**PROBLEM TO WORK ON**.
Repeat exactly, and only, the lines from the line containing "like (72, 75)." through the last line of the records below, including both.

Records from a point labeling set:
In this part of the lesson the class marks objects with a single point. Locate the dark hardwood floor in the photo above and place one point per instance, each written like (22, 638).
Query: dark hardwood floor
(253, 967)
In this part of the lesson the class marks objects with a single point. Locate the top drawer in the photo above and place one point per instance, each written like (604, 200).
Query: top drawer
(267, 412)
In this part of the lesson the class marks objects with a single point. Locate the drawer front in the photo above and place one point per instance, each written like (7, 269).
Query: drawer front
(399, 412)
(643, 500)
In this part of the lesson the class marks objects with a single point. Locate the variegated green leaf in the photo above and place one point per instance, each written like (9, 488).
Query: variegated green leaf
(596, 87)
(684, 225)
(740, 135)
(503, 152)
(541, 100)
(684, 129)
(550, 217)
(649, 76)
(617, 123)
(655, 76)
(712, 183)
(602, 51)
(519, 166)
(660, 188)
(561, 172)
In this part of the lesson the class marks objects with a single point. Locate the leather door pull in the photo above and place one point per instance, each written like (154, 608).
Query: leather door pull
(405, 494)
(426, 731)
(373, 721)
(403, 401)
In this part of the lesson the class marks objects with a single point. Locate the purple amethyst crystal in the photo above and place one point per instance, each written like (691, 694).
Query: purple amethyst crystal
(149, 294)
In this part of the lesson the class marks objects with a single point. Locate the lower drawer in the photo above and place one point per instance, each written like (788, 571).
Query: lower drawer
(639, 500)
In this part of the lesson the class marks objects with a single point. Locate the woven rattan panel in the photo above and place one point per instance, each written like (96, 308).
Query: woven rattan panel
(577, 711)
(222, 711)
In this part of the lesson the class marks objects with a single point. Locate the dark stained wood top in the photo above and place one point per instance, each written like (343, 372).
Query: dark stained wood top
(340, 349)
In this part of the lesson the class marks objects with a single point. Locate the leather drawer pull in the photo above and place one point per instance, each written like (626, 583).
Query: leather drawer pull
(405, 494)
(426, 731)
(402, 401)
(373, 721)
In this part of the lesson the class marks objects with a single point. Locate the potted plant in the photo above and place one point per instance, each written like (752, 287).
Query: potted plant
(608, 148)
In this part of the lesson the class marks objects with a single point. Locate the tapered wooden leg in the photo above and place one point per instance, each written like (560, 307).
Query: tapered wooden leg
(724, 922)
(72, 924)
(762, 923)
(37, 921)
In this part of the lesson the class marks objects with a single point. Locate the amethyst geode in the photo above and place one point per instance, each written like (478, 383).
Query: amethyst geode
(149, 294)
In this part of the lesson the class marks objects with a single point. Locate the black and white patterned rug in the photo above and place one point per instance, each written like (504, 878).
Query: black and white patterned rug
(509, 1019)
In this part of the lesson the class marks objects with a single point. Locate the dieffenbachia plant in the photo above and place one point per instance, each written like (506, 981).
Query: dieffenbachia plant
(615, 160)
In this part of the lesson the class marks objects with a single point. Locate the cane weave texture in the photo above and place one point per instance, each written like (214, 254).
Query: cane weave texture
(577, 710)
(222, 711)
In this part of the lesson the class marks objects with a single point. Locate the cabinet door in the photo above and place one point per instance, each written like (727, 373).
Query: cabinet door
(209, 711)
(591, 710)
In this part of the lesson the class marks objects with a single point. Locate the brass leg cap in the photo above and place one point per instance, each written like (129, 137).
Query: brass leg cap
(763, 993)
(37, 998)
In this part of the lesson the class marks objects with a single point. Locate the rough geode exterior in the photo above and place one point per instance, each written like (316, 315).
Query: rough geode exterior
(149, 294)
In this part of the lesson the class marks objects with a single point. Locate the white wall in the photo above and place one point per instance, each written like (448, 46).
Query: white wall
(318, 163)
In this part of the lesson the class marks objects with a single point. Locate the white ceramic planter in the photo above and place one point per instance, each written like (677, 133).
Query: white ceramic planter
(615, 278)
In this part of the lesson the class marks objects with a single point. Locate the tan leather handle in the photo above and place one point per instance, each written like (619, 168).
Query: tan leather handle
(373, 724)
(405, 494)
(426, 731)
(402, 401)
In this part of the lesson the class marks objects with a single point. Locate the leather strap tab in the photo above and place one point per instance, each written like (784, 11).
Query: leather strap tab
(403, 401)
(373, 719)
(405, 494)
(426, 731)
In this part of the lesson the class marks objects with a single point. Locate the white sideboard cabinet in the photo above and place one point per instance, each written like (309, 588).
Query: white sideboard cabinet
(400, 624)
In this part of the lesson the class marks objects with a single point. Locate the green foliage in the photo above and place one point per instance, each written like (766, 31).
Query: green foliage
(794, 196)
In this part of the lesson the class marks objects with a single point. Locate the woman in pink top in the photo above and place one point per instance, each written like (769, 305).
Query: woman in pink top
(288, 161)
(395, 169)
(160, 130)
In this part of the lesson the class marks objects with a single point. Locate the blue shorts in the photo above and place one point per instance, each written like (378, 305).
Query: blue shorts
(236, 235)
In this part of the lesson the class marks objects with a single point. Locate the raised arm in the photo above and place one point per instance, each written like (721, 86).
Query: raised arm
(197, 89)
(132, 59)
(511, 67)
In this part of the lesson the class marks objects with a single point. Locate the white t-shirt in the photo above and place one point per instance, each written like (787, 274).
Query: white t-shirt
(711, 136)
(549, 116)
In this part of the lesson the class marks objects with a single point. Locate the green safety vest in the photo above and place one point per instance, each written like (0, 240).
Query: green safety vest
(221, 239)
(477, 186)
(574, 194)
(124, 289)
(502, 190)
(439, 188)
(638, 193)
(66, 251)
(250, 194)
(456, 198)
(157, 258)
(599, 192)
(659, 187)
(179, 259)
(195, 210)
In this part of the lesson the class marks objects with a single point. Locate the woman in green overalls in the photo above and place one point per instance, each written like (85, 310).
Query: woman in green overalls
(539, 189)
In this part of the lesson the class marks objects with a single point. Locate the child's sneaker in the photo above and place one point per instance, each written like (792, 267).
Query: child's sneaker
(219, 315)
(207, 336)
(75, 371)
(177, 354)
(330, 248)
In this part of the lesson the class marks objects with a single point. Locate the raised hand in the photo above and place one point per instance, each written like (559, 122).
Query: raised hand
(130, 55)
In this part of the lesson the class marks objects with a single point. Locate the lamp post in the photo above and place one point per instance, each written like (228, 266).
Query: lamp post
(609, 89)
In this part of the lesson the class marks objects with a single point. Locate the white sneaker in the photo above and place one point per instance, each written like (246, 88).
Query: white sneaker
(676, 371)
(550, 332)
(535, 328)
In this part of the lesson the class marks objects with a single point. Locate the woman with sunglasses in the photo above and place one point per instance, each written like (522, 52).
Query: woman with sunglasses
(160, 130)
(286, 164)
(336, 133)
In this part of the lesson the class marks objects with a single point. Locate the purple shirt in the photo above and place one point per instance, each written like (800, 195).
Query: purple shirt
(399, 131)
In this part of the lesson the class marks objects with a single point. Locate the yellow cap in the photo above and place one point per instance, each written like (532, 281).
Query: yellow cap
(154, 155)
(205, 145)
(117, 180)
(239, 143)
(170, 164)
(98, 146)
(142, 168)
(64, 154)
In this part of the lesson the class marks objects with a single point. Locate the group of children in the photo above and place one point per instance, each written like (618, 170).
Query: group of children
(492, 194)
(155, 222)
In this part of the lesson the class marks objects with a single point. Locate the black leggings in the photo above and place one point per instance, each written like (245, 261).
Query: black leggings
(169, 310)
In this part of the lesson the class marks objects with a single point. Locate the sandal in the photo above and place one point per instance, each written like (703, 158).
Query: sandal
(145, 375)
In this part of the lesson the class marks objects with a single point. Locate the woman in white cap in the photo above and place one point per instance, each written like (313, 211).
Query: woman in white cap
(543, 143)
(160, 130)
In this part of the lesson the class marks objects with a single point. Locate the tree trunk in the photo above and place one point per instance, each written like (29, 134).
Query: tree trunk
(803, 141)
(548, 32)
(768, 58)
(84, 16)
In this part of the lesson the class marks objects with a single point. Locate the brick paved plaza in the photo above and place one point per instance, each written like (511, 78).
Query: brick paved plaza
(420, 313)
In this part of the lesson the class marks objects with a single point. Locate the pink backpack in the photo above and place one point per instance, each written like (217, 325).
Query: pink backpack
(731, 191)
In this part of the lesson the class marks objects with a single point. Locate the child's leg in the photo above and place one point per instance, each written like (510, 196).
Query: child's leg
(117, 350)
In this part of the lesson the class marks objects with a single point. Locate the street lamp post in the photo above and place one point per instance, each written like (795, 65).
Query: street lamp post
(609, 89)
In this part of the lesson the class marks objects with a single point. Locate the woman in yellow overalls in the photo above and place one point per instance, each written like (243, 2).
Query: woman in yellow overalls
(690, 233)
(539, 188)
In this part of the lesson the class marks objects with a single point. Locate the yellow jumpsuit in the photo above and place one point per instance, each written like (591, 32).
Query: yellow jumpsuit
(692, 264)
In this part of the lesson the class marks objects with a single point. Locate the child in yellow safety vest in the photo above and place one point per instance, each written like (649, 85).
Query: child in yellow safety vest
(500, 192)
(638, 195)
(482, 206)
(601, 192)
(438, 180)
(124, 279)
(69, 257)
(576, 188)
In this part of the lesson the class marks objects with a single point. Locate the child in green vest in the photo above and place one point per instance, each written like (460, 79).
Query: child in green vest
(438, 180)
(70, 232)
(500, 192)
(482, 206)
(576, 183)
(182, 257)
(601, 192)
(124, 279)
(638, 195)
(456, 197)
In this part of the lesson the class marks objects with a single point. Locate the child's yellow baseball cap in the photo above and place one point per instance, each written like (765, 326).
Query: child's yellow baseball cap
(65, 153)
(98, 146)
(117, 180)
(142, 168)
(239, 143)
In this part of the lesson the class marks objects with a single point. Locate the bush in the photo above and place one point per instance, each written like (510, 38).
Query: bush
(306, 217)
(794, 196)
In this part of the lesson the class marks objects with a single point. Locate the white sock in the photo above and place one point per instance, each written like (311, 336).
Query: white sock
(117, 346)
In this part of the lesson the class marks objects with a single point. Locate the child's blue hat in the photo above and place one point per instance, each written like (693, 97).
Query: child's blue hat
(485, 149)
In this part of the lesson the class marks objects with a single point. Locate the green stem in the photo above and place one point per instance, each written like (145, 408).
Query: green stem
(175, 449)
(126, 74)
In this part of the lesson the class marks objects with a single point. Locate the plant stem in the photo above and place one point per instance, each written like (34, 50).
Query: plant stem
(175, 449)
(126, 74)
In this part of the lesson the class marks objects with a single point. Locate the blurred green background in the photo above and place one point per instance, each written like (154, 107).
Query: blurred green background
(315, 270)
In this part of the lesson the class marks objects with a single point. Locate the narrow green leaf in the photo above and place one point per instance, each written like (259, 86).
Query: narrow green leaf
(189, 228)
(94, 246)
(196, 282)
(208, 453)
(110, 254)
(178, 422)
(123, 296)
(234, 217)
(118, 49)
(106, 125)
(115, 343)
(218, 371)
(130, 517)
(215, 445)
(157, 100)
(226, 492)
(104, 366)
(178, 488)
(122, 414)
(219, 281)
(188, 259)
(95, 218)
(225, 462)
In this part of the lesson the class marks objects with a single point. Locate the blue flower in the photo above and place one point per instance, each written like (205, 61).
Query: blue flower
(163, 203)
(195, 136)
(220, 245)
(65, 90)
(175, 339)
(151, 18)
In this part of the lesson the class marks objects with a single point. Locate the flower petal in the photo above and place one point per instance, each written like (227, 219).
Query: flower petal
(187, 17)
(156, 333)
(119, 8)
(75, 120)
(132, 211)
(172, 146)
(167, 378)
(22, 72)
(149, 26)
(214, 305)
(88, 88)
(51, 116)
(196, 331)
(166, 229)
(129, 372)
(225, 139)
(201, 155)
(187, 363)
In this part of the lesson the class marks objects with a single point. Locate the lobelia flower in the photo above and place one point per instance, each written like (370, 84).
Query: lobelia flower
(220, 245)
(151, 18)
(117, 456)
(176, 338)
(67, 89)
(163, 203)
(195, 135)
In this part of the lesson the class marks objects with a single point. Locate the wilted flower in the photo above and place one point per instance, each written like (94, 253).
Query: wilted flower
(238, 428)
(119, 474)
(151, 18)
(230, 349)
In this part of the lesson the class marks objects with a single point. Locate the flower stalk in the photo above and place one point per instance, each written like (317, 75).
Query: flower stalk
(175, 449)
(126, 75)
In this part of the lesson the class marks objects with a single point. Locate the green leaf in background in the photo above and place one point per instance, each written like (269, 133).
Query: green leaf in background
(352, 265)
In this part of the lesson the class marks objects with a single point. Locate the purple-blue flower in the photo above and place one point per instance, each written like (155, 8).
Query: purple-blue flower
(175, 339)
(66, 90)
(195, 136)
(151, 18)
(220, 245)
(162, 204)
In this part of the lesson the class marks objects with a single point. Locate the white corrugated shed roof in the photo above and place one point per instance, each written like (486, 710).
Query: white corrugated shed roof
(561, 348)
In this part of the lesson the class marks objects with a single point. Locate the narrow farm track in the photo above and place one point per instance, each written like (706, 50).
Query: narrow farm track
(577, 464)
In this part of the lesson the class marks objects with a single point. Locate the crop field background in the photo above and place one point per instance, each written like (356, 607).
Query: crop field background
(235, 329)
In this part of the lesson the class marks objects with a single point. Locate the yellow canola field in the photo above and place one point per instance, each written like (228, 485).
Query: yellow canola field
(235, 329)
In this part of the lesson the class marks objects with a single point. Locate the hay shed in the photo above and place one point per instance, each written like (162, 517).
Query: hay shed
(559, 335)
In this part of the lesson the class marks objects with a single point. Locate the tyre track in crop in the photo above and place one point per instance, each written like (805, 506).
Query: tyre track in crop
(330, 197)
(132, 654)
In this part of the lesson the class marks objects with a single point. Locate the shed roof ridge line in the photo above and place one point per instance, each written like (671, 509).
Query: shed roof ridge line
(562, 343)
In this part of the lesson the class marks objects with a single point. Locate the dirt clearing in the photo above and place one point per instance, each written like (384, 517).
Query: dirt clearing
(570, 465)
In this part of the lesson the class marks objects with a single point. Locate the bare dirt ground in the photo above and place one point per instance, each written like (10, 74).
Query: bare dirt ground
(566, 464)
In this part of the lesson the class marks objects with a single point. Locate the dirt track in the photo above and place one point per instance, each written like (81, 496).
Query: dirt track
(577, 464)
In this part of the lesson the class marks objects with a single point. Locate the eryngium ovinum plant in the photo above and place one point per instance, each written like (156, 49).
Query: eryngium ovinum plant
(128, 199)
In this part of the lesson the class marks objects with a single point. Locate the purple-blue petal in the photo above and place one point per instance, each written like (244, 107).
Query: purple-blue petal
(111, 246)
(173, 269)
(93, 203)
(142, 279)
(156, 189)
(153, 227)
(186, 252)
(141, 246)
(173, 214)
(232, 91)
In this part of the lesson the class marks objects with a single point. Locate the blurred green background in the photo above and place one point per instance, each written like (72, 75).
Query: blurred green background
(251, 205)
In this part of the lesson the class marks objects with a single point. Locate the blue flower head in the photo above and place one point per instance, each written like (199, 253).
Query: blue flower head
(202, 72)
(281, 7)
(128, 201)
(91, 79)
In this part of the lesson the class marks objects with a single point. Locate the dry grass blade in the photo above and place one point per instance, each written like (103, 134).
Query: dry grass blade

**ANSWER**.
In this part of the lesson the class marks objects with a single point. Locate the blurred green background in the photo above and place one point per instance, each written like (72, 75).
Query: blurred green background
(251, 205)
In this part of the lesson the class marks objects with a single point. Locate the blue flower head in the photo above and place one point per instance, each written like (199, 253).
Query: blue flower head
(202, 72)
(281, 7)
(128, 201)
(91, 79)
In this part of the lesson the class marks objects with a single point. Locate the dry grass blade in the photo above and place one point per instance, each written like (103, 134).
Query: dry grass blade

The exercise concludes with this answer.